Exercise set ▸
[1] Answer these from the short-term memory text, one answer per line, marked (a), (b), (c) to match:
(a) Without rehearsal, how long does short-term memory typically hold information?
(b) How long does sensory memory hold raw perceptual input?
(c) What capacity figure did Miller give in 1956?
[2] Summarize the short-term memory text in two sentences.
[3] Write the next part of the short-term memory text, picking up after its final sentence.

Source text ▸
## START
What is short-term memory?
the brief storage system that holds information for seconds before it is either forgotten or moved to long-term memory.
Definition
Short-term memory is the cognitive system that holds a small amount of information for a few seconds, typically in the range of 15 to 30 seconds without rehearsal. It sits between sensory memory (which holds raw perceptual input for under a second) and long-term memory (which can hold information for years).
Short-term memory is often used loosely to mean working memory, but the strict distinction is useful. Short-term memory is the passive storage layer; working memory is the active manipulation layer that includes short-term storage. When researchers say "short-term memory" they usually mean the storage component specifically.
Capacity is small. The classical Miller (1956) figure is seven items, plus or minus two; later research has refined this down closer to four chunks for arbitrary unrelated items. Capacity grows substantially when items can be grouped into meaningful chunks (a familiar phrase counts as one chunk; a string of random letters of the same length counts as many).
## END
Supplied records ▸
## START
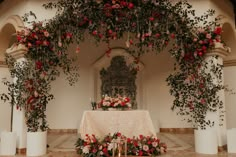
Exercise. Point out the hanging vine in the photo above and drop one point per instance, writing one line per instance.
(152, 25)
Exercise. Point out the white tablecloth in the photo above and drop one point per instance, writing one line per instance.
(129, 123)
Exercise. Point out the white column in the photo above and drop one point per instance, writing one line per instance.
(18, 125)
(220, 126)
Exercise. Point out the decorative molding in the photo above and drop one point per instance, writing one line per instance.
(177, 130)
(104, 60)
(229, 63)
(62, 131)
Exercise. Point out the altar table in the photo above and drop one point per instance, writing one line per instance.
(129, 123)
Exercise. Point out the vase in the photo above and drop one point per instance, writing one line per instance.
(112, 109)
(36, 143)
(8, 143)
(206, 141)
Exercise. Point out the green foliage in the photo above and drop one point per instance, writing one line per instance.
(151, 25)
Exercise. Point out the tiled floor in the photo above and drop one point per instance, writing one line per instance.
(179, 145)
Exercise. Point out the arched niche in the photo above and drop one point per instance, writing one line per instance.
(105, 61)
(8, 34)
(229, 37)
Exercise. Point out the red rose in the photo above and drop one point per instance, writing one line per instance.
(140, 153)
(151, 18)
(131, 6)
(218, 30)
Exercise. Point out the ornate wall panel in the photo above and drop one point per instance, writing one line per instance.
(120, 79)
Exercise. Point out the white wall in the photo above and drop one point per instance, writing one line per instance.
(229, 80)
(157, 97)
(5, 108)
(66, 110)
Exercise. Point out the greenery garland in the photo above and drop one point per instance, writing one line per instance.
(150, 25)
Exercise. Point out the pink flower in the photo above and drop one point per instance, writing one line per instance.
(151, 18)
(154, 144)
(46, 34)
(218, 30)
(208, 36)
(131, 5)
(145, 147)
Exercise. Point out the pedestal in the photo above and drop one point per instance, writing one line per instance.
(36, 143)
(206, 141)
(8, 143)
(231, 140)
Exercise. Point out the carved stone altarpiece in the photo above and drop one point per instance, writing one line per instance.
(119, 78)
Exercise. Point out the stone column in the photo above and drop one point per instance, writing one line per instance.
(18, 124)
(220, 126)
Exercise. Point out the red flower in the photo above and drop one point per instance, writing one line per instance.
(128, 140)
(118, 134)
(157, 35)
(30, 100)
(105, 150)
(140, 153)
(123, 3)
(151, 18)
(141, 136)
(38, 42)
(131, 5)
(94, 32)
(127, 100)
(39, 64)
(218, 30)
(19, 38)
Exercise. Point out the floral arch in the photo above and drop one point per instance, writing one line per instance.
(151, 25)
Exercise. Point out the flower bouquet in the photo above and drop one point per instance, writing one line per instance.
(119, 102)
(136, 146)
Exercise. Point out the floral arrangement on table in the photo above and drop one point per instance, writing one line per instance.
(118, 102)
(150, 25)
(136, 146)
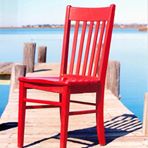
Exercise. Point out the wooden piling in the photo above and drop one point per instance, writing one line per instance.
(42, 53)
(145, 115)
(17, 71)
(29, 56)
(113, 77)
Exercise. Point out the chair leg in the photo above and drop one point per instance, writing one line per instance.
(64, 118)
(21, 116)
(60, 100)
(100, 117)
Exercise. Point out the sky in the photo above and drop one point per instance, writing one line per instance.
(31, 12)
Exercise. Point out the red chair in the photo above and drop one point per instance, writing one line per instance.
(86, 44)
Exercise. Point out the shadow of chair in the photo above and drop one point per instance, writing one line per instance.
(7, 126)
(114, 128)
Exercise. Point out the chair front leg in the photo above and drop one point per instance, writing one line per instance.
(100, 117)
(21, 115)
(65, 99)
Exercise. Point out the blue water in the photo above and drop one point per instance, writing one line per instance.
(128, 46)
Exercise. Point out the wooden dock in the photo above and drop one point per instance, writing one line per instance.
(123, 129)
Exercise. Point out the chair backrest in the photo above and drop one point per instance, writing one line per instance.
(86, 42)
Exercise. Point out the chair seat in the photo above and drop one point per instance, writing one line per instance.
(68, 80)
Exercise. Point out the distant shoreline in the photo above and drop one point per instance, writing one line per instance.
(140, 27)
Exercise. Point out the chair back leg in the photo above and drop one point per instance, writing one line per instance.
(99, 117)
(65, 99)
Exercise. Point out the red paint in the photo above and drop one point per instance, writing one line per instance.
(86, 73)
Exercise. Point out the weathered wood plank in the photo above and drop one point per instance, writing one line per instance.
(145, 115)
(5, 68)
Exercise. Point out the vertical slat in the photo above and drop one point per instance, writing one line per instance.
(93, 48)
(97, 56)
(74, 47)
(65, 47)
(81, 47)
(87, 48)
## END
Solved problems ▸
[1]
(a) About 15 to 30 seconds.
(b) Under a second.
(c) Seven items, plus or minus two.

[2] Short-term memory is a passive storage system that holds a small amount of information for about 15 to 30 seconds without rehearsal, sitting between sensory memory and long-term memory, and it is distinct from working memory, the active manipulation layer. Its capacity is small, given by Miller as seven items plus or minus two and later refined closer to four chunks for unrelated items, though it grows when items can be grouped into meaningful chunks.

[3]
Why it matters
Short-term memory is the gateway to long-term memory. Information that is not held in short-term memory long enough to be encoded does not make it to long-term storage. Most "I am so forgetful" complaints in everyday life are actually short-term memory failures rather than long-term memory failures: the information was never properly captured in the first place.
Short-term memory is also extremely sensitive to interference, fatigue, and attention. The reason you cannot remember the four things you walked into the kitchen for is rarely that the storage was overloaded; it is usually that something interrupted attention during the few seconds between intent and arrival.
How it works in the brain
Information enters short-term memory after passing through sensory memory and being attended to. Once there, it decays over a window of roughly 15 to 30 seconds unless rehearsed (e.g. saying a phone number to yourself repeatedly) or transferred to long-term memory through encoding.
The neural substrate involves prefrontal cortex (for the active maintenance) and content-specific posterior regions (auditory cortex for verbal information, visual cortex for visual). Working memory training generalises the most reliably within the type of content trained, suggesting the storage subsystems are at least partly distinct.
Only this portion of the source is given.